_Short exercise_: Could you copy out, word for word, the rows below from the line containing "Exercise. Point out every instance of the twig" through the line containing "Target: twig in water", both ends included?

_Exercise material_:

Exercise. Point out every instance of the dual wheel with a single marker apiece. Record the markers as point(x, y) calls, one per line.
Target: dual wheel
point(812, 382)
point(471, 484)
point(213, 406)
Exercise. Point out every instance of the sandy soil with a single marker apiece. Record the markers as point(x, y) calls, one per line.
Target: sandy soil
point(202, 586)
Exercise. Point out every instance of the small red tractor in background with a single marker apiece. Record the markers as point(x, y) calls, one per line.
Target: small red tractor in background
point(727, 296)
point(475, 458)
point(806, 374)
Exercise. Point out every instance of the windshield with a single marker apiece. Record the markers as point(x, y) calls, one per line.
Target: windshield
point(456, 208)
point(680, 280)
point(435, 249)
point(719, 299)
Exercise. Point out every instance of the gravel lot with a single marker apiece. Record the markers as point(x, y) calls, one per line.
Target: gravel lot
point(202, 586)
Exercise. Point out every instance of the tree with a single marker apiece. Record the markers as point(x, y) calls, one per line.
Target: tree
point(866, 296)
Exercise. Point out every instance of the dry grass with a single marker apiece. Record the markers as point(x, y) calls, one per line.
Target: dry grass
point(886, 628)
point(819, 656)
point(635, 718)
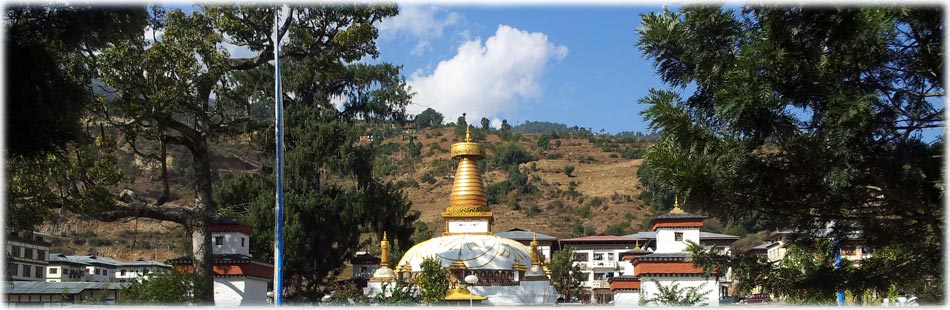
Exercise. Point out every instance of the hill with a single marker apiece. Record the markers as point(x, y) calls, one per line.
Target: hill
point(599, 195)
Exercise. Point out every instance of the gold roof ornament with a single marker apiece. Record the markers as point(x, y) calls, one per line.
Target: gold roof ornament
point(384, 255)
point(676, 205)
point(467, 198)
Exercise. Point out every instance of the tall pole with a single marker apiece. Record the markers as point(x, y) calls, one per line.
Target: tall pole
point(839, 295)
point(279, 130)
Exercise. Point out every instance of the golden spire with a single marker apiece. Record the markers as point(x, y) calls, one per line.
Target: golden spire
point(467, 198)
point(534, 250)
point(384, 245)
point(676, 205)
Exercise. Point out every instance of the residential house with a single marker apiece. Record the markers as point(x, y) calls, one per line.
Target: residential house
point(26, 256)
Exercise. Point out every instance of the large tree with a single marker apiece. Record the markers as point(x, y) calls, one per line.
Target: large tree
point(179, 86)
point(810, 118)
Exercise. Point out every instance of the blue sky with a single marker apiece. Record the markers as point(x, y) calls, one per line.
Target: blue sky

...

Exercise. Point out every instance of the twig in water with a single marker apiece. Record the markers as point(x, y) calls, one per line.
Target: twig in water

_Solution to the exercise_:
Exercise. Point out every instance of the twig in water with a single marker apiece. Record the markers as point(x, y) calls, one per line.
Target: twig in water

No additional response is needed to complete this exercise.